[Excerpts from point annotation data]
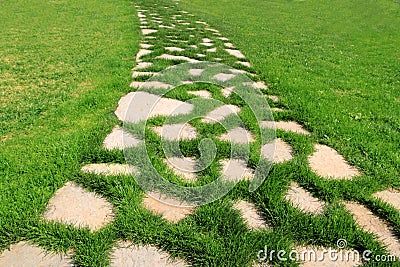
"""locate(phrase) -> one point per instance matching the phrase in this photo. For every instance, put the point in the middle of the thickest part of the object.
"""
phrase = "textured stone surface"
(120, 139)
(328, 163)
(238, 135)
(174, 211)
(390, 196)
(235, 170)
(220, 113)
(184, 167)
(289, 126)
(126, 254)
(148, 105)
(371, 223)
(250, 215)
(277, 151)
(181, 131)
(109, 169)
(23, 254)
(303, 199)
(73, 205)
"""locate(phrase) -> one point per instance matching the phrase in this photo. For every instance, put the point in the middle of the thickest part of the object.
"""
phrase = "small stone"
(238, 135)
(220, 113)
(25, 254)
(173, 132)
(277, 151)
(109, 169)
(303, 199)
(120, 139)
(328, 163)
(73, 205)
(250, 215)
(236, 170)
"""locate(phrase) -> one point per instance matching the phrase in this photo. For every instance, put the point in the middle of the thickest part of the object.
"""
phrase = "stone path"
(171, 43)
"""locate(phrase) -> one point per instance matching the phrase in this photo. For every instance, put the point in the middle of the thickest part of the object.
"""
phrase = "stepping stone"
(196, 72)
(207, 44)
(246, 64)
(151, 84)
(256, 85)
(235, 53)
(236, 170)
(125, 254)
(109, 169)
(148, 105)
(185, 167)
(173, 132)
(250, 215)
(120, 139)
(174, 211)
(328, 163)
(226, 92)
(303, 199)
(27, 255)
(238, 135)
(136, 74)
(145, 46)
(390, 196)
(141, 53)
(220, 113)
(201, 93)
(173, 49)
(148, 31)
(273, 98)
(371, 223)
(183, 58)
(306, 255)
(143, 65)
(73, 205)
(223, 77)
(289, 126)
(277, 151)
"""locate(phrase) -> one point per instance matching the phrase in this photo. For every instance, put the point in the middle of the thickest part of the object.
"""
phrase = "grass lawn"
(65, 64)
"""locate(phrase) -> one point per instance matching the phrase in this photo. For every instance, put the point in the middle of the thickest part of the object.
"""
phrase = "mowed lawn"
(65, 64)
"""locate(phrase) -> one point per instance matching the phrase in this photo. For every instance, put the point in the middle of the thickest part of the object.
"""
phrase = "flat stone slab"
(328, 163)
(302, 199)
(371, 223)
(126, 254)
(184, 167)
(236, 170)
(223, 77)
(27, 255)
(109, 169)
(235, 53)
(120, 139)
(289, 126)
(201, 93)
(173, 132)
(238, 135)
(306, 255)
(73, 205)
(390, 196)
(220, 113)
(250, 215)
(277, 151)
(147, 105)
(173, 212)
(182, 58)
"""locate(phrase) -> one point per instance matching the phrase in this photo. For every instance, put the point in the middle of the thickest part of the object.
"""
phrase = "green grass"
(64, 69)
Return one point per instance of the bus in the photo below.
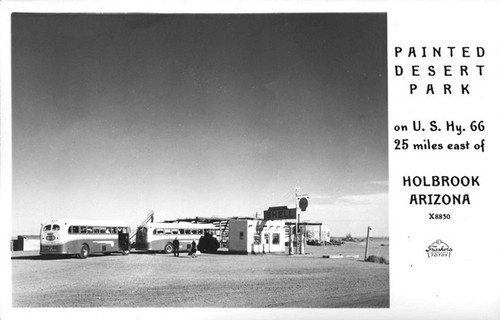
(159, 236)
(83, 237)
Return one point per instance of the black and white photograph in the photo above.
(255, 143)
(249, 159)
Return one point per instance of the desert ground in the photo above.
(210, 280)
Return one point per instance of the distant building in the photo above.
(26, 243)
(257, 236)
(317, 232)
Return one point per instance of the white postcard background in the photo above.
(463, 286)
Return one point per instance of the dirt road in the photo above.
(159, 280)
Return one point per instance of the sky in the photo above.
(114, 116)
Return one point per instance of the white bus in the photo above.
(83, 237)
(159, 236)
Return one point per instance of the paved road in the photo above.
(159, 280)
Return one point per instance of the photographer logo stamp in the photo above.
(439, 249)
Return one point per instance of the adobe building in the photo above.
(256, 236)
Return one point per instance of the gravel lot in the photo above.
(219, 280)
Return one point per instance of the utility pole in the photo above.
(297, 222)
(367, 237)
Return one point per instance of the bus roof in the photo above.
(86, 222)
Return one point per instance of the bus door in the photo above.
(123, 242)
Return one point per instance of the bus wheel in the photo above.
(169, 248)
(84, 252)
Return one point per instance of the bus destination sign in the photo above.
(280, 213)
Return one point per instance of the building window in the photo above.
(276, 238)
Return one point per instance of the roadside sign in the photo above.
(280, 213)
(303, 204)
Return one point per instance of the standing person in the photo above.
(176, 247)
(193, 249)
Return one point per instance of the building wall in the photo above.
(242, 236)
(239, 239)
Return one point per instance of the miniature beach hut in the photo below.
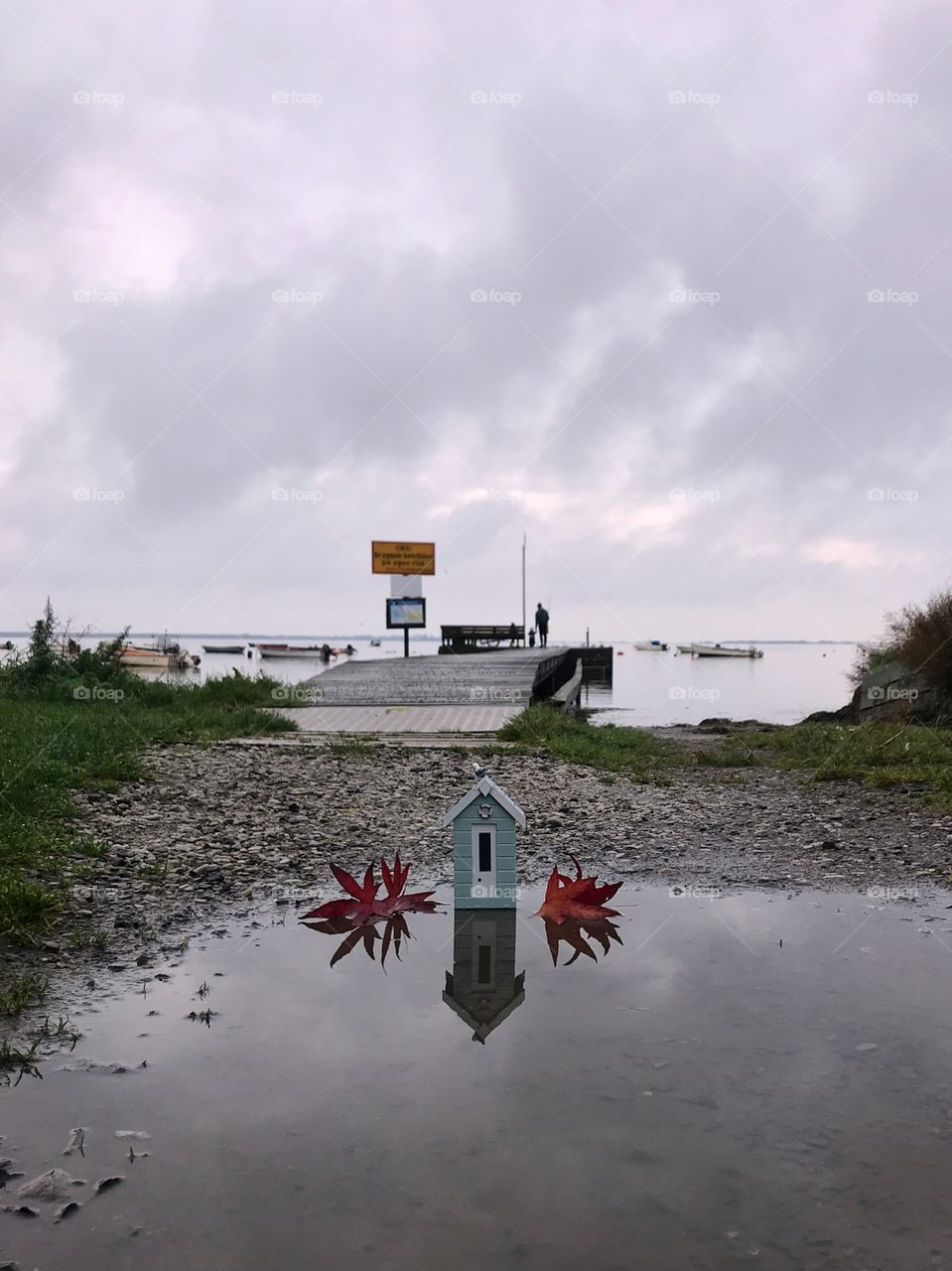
(484, 847)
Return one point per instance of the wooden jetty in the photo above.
(462, 694)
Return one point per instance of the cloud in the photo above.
(276, 226)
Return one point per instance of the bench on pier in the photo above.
(470, 639)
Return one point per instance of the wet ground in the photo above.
(759, 1079)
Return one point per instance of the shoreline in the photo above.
(211, 829)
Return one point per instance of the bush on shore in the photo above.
(75, 718)
(919, 636)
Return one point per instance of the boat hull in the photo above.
(291, 652)
(152, 658)
(711, 651)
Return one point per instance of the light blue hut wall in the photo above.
(504, 857)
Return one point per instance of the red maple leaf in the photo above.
(574, 931)
(577, 898)
(394, 931)
(365, 906)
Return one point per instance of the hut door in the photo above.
(483, 859)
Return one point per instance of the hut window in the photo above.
(484, 852)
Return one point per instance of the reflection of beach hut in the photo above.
(484, 847)
(484, 989)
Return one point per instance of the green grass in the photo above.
(615, 749)
(878, 754)
(22, 992)
(54, 741)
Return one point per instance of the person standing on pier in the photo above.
(542, 625)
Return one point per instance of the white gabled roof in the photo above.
(487, 785)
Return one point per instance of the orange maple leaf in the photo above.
(576, 898)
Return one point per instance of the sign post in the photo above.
(404, 562)
(406, 612)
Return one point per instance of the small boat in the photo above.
(720, 651)
(162, 654)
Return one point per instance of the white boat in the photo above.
(720, 651)
(311, 651)
(162, 654)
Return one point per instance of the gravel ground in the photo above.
(218, 826)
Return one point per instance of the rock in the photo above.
(51, 1189)
(94, 1065)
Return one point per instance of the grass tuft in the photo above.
(615, 749)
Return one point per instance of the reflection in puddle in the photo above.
(483, 988)
(704, 1097)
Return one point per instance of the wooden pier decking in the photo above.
(470, 693)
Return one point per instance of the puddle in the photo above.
(699, 1096)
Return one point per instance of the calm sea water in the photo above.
(788, 683)
(783, 686)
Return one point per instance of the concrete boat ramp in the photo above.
(436, 694)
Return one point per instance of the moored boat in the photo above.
(322, 651)
(720, 651)
(162, 654)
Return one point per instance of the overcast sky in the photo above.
(663, 286)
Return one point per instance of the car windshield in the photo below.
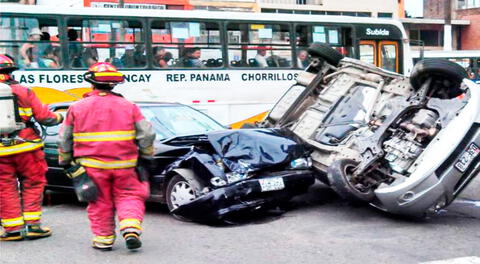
(176, 120)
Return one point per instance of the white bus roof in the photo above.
(446, 54)
(189, 14)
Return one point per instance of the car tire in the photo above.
(324, 51)
(339, 178)
(436, 68)
(176, 184)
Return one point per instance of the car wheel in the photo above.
(341, 181)
(324, 51)
(179, 192)
(440, 69)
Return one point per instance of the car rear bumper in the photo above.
(437, 189)
(244, 195)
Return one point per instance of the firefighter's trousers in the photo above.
(24, 207)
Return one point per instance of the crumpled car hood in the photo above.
(250, 150)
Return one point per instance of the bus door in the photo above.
(381, 53)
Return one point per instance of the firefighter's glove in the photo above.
(144, 168)
(85, 188)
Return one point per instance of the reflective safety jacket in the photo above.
(105, 131)
(29, 107)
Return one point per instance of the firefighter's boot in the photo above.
(36, 231)
(103, 243)
(132, 240)
(12, 236)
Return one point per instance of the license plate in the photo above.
(467, 157)
(272, 184)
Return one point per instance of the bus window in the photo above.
(32, 42)
(120, 42)
(337, 37)
(368, 52)
(186, 44)
(259, 45)
(389, 55)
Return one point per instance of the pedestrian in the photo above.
(106, 134)
(22, 161)
(29, 51)
(260, 59)
(192, 59)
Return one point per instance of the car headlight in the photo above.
(235, 177)
(218, 182)
(300, 164)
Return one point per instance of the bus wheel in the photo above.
(325, 52)
(441, 71)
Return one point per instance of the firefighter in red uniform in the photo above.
(106, 134)
(22, 159)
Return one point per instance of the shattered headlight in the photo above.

### Aim
Beginning at the line that holds "Return one point per instance of the license", write out word for word each line through the end of the records.

### Written response
Return one point per instance of the license plate in the photo above.
(467, 157)
(272, 184)
Return one point per instance of the bus window in the photo above.
(32, 42)
(120, 42)
(337, 37)
(368, 52)
(186, 44)
(259, 45)
(389, 55)
Return one point per instance of the pedestrian in the photo above.
(106, 134)
(22, 161)
(29, 51)
(260, 59)
(192, 59)
Return one point per instance of the car headlight in the photo above.
(235, 177)
(218, 182)
(300, 164)
Return one point per instance of the bus wheel in the photo above.
(325, 52)
(441, 71)
Return one point per instance of the firefighter in red uniform in the photo above.
(106, 134)
(22, 159)
Return one point per instance of the shattered headlight in the photo above.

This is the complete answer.